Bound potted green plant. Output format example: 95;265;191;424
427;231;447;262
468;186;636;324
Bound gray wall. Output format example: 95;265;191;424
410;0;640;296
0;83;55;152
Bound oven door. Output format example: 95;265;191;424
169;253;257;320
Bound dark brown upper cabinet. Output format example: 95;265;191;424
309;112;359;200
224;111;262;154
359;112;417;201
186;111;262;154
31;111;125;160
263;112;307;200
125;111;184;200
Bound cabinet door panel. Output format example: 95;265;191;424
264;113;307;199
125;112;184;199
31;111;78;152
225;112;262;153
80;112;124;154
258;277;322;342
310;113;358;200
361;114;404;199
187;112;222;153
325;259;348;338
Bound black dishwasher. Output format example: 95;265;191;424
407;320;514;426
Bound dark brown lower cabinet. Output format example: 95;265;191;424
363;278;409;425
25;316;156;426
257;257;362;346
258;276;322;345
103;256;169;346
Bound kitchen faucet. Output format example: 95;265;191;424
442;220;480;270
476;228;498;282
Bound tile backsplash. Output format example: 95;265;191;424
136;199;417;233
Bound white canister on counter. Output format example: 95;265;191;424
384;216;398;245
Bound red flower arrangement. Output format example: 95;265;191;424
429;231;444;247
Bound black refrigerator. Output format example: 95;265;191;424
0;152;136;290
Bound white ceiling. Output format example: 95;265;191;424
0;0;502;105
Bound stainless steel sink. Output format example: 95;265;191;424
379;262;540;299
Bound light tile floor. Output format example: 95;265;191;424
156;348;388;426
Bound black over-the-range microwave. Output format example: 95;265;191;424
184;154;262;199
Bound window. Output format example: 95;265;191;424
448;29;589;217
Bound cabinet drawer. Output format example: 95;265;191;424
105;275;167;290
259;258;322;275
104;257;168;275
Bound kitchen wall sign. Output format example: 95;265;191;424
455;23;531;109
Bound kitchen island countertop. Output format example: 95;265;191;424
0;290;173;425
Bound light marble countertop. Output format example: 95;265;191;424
______________________________
▸ Task requirements: Turn every one of the rows above into a Markdown table with two columns, No. and Line: put a running number in No. and the line itself in Line, leaving out blank lines.

▸ Output of the task:
| No. | Line |
|---|---|
| 1 | Bound potted green plant. Output format example: 95;265;191;424 |
| 2 | 427;231;447;262 |
| 3 | 468;186;636;324 |
| 4 | Bound gray wall. Output format example: 95;265;191;424 |
| 5 | 410;0;640;296 |
| 6 | 0;83;55;152 |
| 7 | Bound oven door. Output format example: 95;265;191;424 |
| 8 | 169;253;257;320 |
| 9 | Bound dark brown upper cabinet. Output format example: 95;265;191;424 |
| 10 | 309;112;359;200 |
| 11 | 224;111;262;154 |
| 12 | 359;112;417;201 |
| 13 | 186;111;262;154 |
| 14 | 31;111;125;160 |
| 15 | 263;112;307;200 |
| 16 | 125;111;184;200 |
| 17 | Bound cabinet door panel. Output format example: 95;265;191;424 |
| 18 | 264;113;307;199 |
| 19 | 125;112;184;199 |
| 20 | 31;111;78;152 |
| 21 | 225;112;262;153 |
| 22 | 80;112;124;154 |
| 23 | 258;277;322;342 |
| 24 | 310;113;358;200 |
| 25 | 361;114;404;199 |
| 26 | 187;112;222;153 |
| 27 | 325;259;348;338 |
| 28 | Bound black dishwasher. Output format example: 95;265;191;424 |
| 29 | 407;320;514;426 |
| 30 | Bound dark brown lower cabinet. Output format example: 95;265;191;424 |
| 31 | 363;278;409;425 |
| 32 | 25;316;156;426 |
| 33 | 257;257;362;346 |
| 34 | 258;276;322;345 |
| 35 | 103;256;169;346 |
| 36 | Bound kitchen faucet. Output format example: 95;265;191;424 |
| 37 | 442;220;480;270 |
| 38 | 476;228;498;282 |
| 39 | Bound tile backsplash. Output format example: 95;265;191;424 |
| 40 | 136;199;417;233 |
| 41 | Bound white canister on counter. Output format example: 95;265;191;424 |
| 42 | 384;216;398;245 |
| 43 | Bound red flower arrangement. Output format example: 95;265;191;424 |
| 44 | 429;231;444;247 |
| 45 | Bound black refrigerator. Output format example: 95;265;191;424 |
| 46 | 0;152;136;290 |
| 47 | Bound white ceiling. Output format example: 95;265;191;424 |
| 48 | 0;0;502;105 |
| 49 | Bound stainless steel sink. Output format example: 95;265;191;424 |
| 50 | 379;262;540;299 |
| 51 | Bound light tile floor. Output format example: 95;265;191;424 |
| 52 | 156;348;388;426 |
| 53 | Bound black over-the-range microwave. Output format example: 95;265;191;424 |
| 54 | 184;154;262;199 |
| 55 | Bound window. Output format example: 95;265;191;424 |
| 56 | 448;29;589;217 |
| 57 | Bound cabinet drawer. Output format example: 95;265;191;424 |
| 58 | 105;275;167;290 |
| 59 | 259;258;322;275 |
| 60 | 104;257;168;275 |
| 61 | Bound kitchen wall sign. Output format example: 95;265;191;424 |
| 62 | 455;23;531;109 |
| 63 | Bound kitchen island countertop. Output format example: 95;265;191;424 |
| 64 | 0;290;173;425 |
| 65 | Bound light marble countertop. Output format example: 95;265;191;424 |